_Given exercise 1:_ Rewrite the part of the introduction text that begins at the words "The primary target" and stops after "during fine-grained deposition.", putting "burrowing activity" in place of "bioturbation".

_Page text:_
Key words: fine-grained sedimentary rock; shale; mudstone; clay; shale oil; shale gas; lamellation; shale microfacies; classification scheme; fine-grained sedimentology

Cite this article

ZHU Rukai , SUN Longde , ZOU Caineng , CHEN Yang , MIAO Xue . Review of the classification and related terminology of fine-grained sedimentary rocks[J]. Petroleum Exploration and Development, 2026 , 53(1) : 61 -78 . DOI: 10.1016/S1876-3804(26)60675-1

Introduction

From a volumetric perspective, fine-grained sedimentary rocks occupy a significant position in the stratigraphic record. They contain rich sedimentary information, exhibit stable and continuous distribution, and can serve as a key medium for stratigraphic correlation and large-scale paleoenvironmental reconstruction [1-4]. Furthermore, fine-grained sedimentary rocks are often rich in organic matter and possess porosity and permeability, enabling them to function as source rocks, seals, and unconventional reservoirs. They are thus an indispensable component of petroleum systems [5], holding great significance for understanding hydrocarbon resource potential and formation mechanisms. They can also act as important hosts for rare earth elements and critical minerals [6-7].
The primary target intervals for shale oil and gas exploration and development are composed of fine-grained sedimentary rocks. Since the early 21st century, with the widespread application of hydraulic fracturing and horizontal drilling technologies, there has been a growing emphasis among researchers on evaluating the economic potential of fine-grained sedimentary reservoirs. Concurrently, the traditional view that fine-grained sedimentary rocks form via suspension settling in low-oxygen, quiet water environments has been challenged [8-10]. Fine-grained sedimentary rocks that appear undisturbed at hand-specimen scale may have been completely homogenized by bioturbation at the microscopic scale [11]. These findings have prompted a re-evaluation of the redox conditions during fine-grained deposition.
In describing the lithology, lithofacies, or sedimentary structures of fine-grained sedimentary rocks, terms such as laminated, thin-bedded, bedded, massive, lamination density, lamina density and lamination fissure are frequently used. Particularly in the extensive Chinese literature, terms like laminated shale, bedded shale, massive shale, felsic shale, argillaceous shale, siliceous shale, massive mudstone and laminated mudstone are common. This has led to a situation where fundamental researchers and applied production researchers often do not communicate within the same conceptual framework. Disagreements even arise regarding whether a specific shale succession qualifies as shale oil reservoirs, which hinders the progress of shale oil and gas exploration and development.

_Source material:_
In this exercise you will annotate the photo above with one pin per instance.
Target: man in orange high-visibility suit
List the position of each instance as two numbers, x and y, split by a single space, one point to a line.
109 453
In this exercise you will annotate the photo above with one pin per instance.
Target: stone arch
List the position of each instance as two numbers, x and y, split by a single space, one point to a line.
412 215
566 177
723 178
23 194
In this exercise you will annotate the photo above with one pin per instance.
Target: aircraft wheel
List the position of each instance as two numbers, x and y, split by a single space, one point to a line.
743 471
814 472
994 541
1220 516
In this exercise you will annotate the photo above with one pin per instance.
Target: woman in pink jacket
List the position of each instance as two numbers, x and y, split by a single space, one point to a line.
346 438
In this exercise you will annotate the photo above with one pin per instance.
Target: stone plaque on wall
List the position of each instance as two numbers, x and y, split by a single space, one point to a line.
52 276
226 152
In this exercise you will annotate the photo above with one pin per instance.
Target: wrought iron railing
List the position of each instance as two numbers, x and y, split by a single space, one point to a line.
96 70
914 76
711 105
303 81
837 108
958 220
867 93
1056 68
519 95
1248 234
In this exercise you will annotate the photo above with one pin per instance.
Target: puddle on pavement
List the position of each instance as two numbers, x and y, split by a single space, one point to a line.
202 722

_Given exercise 2:_ Copy out each line of the records that contains the string "Target".

_Task solution 1:_
The primary target intervals for shale oil and gas exploration and development are composed of fine-grained sedimentary rocks. Since the early 21st century, with the widespread application of hydraulic fracturing and horizontal drilling technologies, there has been a growing emphasis among researchers on evaluating the economic potential of fine-grained sedimentary reservoirs. Concurrently, the traditional view that fine-grained sedimentary rocks form via suspension settling in low-oxygen, quiet water environments has been challenged [8-10]. Fine-grained sedimentary rocks that appear undisturbed at hand-specimen scale may have been completely homogenized by burrowing activity at the microscopic scale [11]. These findings have prompted a re-evaluation of the redox conditions during fine-grained deposition.

_Task solution 2:_
Target: man in orange high-visibility suit
Target: stone arch
Target: aircraft wheel
Target: woman in pink jacket
Target: stone plaque on wall
Target: wrought iron railing
Target: puddle on pavement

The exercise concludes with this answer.